▶ [DOCUMENT EXCERPT]
╭──
No verdict; judge weighs mistrial over drone video

No verdict; judge weighs mistrial over drone video

KENOSHA, Wis. — Jurors in the Kyle Rittenhouse trial were deliberating on a verdict for a third day Thursday while the judge considers a request from the defense for a mistrial.

A key piece of evidence in the prosecution’s case – a drone video that shows Rittenhouse fatally shootingthe first man he fired at on the night of Aug. 25, 2020 – was called into question Wednesday when Rittenhouse’s defense lawyers said they received a lower quality version of the clip.

Rittenhouse, 18, is charged with first-degree intentional homicide, first-degree reckless homicide and attempted first-degree intentional homicide stemming from shootings that occurred during a violent night of protest over police brutality in Kenosha, Wisconsin. He faces a mandatory life sentence if convicted of the most serious charge.

The mistrial request was the latest turn in a dramatic trial that has lasted over a week and features dozens of witnesses and videos. Rittenhouse and his lawyers say he was defending himself, while the state says the then 17-year-old was looking for a fight he provoked when he brought his AR-15 style rifle downtown, creating an active shooter situation.
╰──
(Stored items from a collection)
╭──
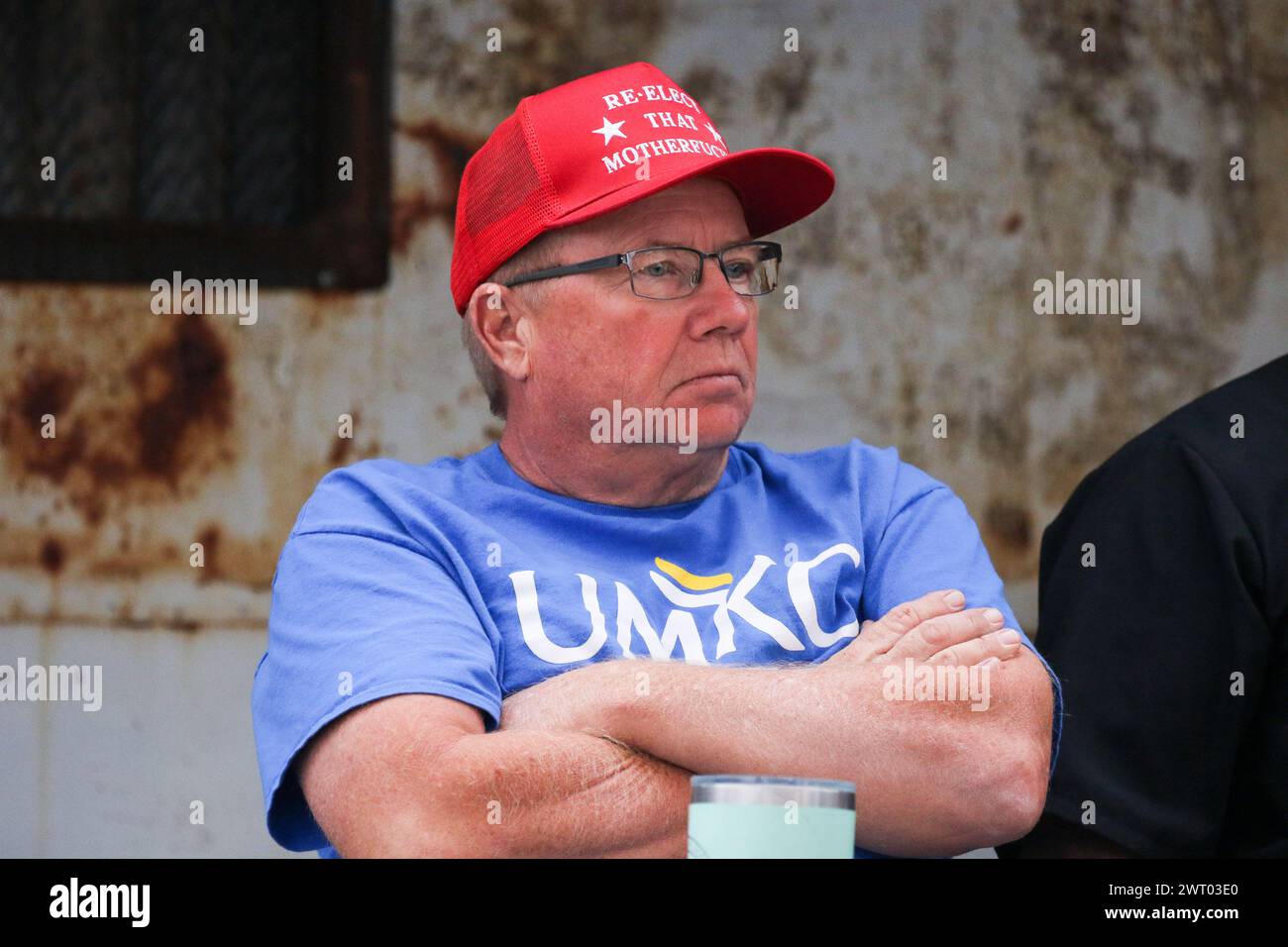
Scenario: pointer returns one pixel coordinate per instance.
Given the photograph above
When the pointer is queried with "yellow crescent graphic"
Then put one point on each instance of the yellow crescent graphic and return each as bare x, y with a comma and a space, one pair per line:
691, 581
╰──
▶ [REQUIRED WORK]
**A.** Answer these about the news article on the Rittenhouse trial:
(i) On which day of deliberations were jurors deliberating on Thursday?
(ii) According to the defense lawyers, what did they receive of the drone video?
(iii) What sentence does Rittenhouse face if convicted of the most serious charge?
**B.** Write the next part of the news article on the Rittenhouse trial, picking up after its final sentence.

▶ [RESPONSES TO THE TASKS]
**A.**
(i) The third day.
(ii) A lower quality version of the clip.
(iii) A mandatory life sentence.

**B.**
Updates from Wednesday:Defense asks for mistrial over video

Judge Bruce Schroeder, who has drawn both sharp criticism and high praise over how he has handled the case, has yet to rule on the mistrial motion. He also has not ruled on a separate defense motion for a mistrial with prejudice, meaning Rittenhouse could not be retried.

Rittenhouse fatally shot Joseph Rosenbaum and Anthony Huber and wounded Gaige Grosskreutz during the tense night of protests. The unrest came after a white police officer shot Jacob Blake, a Black man who was left paralyzed from the waist down. The officer was cleared of any federal or state charges.

Rittenhouse is also charged with two reckless endangerment counts, and the jury was instruction to consider lesser included charges on certain counts.

Lawyers spar over drone video

After jurors sent a question to Schroder on Wednesday about how to view the video evidence, the lawyers got into a contentious debate over the key drone video. 

Defense attorney Corey Chirafisi called for a mistrial in the afternoon, saying the issue had to do with basic fairness and that they didn’t realize the clip was a lower quality until Friday when both sides were debating jury instructions.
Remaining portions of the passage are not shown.